Input for this task
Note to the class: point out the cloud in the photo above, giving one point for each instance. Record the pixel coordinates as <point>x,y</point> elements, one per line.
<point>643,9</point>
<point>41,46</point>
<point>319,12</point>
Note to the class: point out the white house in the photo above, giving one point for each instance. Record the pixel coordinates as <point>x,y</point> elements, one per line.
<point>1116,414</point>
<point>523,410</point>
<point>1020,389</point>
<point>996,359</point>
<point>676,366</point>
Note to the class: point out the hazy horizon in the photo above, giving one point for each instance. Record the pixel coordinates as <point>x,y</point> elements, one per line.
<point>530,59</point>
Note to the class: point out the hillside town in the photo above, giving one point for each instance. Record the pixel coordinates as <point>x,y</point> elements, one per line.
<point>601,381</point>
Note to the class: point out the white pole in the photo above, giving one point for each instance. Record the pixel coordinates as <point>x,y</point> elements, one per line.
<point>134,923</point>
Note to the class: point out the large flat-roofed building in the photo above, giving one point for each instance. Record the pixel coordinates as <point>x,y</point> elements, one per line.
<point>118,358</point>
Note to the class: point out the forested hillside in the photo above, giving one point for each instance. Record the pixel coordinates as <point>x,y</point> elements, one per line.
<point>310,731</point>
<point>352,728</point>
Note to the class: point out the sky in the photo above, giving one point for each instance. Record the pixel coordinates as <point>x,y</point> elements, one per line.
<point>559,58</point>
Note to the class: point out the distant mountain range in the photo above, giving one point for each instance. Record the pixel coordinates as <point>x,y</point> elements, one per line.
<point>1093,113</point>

Given exercise
Rewrite all the rows above as a Markdown table with the columns Number and Line. Give each line its own numbered entry and omit blank lines.

Complete answer
| Number | Line |
|---|---|
| 1 | Note to the class: point out the cloud in the photo above, giving one point for each instance. Record the pixel coordinates as <point>x,y</point> elements, one per line. |
| 2 | <point>643,9</point> |
| 3 | <point>41,46</point> |
| 4 | <point>319,12</point> |
| 5 | Note to the class: point out the white house in the photo above, giving one point for each instance. Record the pixel coordinates as <point>x,y</point> elements, one per line. |
| 6 | <point>1116,414</point> |
| 7 | <point>523,410</point> |
| 8 | <point>1020,389</point> |
| 9 | <point>996,359</point> |
| 10 | <point>676,366</point> |
| 11 | Note to the class: point out the hazy horizon in the photo above, giving one point for each instance. Record the pixel coordinates as <point>x,y</point> elements, one per line. |
| 12 | <point>530,59</point> |
| 13 | Note to the class: point out the hillside town in the photo above, giving one point for each instance. Record the pixel coordinates as <point>x,y</point> elements, one per line. |
| 14 | <point>601,381</point> |
| 15 | Note to the class: point out the white pole in the photo above, giving one point for each instance. Record the pixel coordinates as <point>x,y</point> elements, one per line. |
| 16 | <point>134,923</point> |
| 17 | Note to the class: point out the large flat-roofed building in the photo above, giving one point for each instance. Record the pixel coordinates as <point>x,y</point> elements, one per line. |
| 18 | <point>118,358</point> |
| 19 | Note to the class: point out the forested hillside in the photo above, giving one point for each instance. Record the pixel coordinates as <point>x,y</point> elements, one per line. |
| 20 | <point>310,731</point> |
| 21 | <point>352,728</point> |
| 22 | Note to the class: point out the sky in the photo above, giving one point for each instance. Record the pixel coordinates as <point>x,y</point> elements, one per line. |
| 23 | <point>559,58</point> |
| 24 | Note to the class: point out the distant mountain range in the photo above, giving one point for each instance. Record the pixel coordinates as <point>x,y</point> elements, one per line. |
| 25 | <point>1093,113</point> |